◆ **DATA SUPPLIED**:
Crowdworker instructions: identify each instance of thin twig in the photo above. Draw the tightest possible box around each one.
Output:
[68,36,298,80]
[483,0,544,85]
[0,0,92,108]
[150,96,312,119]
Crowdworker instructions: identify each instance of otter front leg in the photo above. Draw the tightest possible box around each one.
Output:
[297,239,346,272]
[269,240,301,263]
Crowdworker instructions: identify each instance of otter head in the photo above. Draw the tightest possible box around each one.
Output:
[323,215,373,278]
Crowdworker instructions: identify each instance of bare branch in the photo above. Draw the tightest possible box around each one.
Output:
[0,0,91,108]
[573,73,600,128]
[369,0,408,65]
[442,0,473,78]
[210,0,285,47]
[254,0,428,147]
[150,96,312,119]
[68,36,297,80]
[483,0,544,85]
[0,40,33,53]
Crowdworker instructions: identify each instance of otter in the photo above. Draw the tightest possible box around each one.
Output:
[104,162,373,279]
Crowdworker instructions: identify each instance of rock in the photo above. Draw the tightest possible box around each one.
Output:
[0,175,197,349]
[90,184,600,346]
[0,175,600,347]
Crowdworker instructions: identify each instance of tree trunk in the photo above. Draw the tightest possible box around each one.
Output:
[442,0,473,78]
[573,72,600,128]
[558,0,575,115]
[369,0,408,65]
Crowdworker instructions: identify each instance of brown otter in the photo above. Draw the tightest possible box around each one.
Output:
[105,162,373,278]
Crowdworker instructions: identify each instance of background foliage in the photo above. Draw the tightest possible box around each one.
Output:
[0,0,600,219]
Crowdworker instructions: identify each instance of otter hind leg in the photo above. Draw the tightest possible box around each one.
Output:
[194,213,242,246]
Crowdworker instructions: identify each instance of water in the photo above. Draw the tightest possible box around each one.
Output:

◆ **GOAL**: Rewrite everything from "Crowdworker instructions: identify each instance of brown" down to the end of the records, putting "back leg" in place of "hind leg" and keeping all else the same.

◆ **RESPONSE TO THE TASK**:
Crowdworker instructions: identify each instance of brown otter in the photo above. Draw the tightest possible box around each one.
Output:
[105,162,373,278]
Crowdworker instructions: identify each instance of background foliage in the photo above. Draw the tightest possible box around each one.
Output:
[0,0,600,219]
Crowdworker instructions: identify each instance of otter back leg in the photo above. Draw the tightest possible box around each one.
Output:
[194,213,242,246]
Crowdworker instructions: identify each instance of water in the photo above. Draw the tightest possible box around each one.
Output:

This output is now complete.